[Items from a data source]
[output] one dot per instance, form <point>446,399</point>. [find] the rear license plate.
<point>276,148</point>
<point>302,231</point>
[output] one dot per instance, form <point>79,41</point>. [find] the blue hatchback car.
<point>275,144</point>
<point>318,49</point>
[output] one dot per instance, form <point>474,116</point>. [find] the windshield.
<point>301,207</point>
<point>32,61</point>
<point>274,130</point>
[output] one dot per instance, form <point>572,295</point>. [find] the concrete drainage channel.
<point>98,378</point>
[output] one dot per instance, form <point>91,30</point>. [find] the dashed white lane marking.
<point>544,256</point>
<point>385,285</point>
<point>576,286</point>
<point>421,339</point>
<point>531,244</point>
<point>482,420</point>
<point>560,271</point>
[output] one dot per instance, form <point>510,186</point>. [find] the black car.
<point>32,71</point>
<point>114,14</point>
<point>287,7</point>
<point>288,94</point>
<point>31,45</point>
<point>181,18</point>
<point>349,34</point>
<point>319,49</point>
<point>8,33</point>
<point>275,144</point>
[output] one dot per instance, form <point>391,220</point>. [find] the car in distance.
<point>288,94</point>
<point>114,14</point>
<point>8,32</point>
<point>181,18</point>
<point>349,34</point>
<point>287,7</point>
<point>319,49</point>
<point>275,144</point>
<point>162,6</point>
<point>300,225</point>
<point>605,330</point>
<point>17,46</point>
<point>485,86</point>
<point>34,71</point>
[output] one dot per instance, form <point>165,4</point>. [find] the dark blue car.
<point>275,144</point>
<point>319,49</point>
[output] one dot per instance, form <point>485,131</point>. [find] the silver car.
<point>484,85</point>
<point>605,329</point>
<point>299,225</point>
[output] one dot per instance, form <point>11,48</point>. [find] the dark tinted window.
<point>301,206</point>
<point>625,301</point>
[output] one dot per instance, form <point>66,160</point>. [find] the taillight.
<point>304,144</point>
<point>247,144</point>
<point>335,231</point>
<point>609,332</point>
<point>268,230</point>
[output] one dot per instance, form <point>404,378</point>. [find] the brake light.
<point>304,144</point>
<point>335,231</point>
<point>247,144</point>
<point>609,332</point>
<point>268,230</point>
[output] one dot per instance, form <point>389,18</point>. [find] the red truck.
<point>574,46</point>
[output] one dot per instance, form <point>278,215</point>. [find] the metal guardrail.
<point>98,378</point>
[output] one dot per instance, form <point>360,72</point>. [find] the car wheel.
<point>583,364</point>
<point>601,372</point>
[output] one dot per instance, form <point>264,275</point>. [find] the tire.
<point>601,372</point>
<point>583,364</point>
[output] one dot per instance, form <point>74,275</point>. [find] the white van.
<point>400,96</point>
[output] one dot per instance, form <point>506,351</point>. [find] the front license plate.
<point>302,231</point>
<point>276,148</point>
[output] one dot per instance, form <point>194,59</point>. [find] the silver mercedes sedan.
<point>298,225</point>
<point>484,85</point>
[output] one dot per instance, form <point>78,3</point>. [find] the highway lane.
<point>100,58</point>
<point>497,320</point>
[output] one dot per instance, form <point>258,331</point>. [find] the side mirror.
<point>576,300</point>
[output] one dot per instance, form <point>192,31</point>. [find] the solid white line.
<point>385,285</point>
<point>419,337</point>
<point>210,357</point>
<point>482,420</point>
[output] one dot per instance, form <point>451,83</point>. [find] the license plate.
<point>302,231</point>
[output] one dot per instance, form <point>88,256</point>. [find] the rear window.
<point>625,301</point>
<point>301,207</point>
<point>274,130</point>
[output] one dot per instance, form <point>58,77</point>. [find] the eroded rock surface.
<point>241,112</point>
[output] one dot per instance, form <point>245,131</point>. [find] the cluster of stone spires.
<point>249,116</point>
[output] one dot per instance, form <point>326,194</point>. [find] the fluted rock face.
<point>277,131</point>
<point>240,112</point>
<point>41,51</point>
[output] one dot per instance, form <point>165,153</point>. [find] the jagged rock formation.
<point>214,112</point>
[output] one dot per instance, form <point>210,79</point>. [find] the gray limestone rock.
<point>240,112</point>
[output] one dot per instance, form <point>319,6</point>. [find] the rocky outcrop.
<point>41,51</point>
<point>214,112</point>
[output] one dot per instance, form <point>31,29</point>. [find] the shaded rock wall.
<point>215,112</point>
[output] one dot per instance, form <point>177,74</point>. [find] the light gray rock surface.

## EXERCISE
Please print the records above word for word, starting with the line that contains "[output] one dot per instance, form <point>165,153</point>." and going on through the end of the records.

## WRITTEN SOLUTION
[output] one dot per instance, form <point>165,153</point>. [find] the jagged rock formation.
<point>214,112</point>
[output] one dot per instance, form <point>210,79</point>. [find] the gray limestone rock.
<point>240,112</point>
[output] one dot per instance, form <point>319,6</point>. [find] the rocky outcrop.
<point>41,51</point>
<point>214,112</point>
[output] one dot per instance, form <point>31,29</point>. [find] the shaded rock wall.
<point>215,112</point>
[output] one dot per instance, form <point>177,74</point>. [find] the light gray rock surface.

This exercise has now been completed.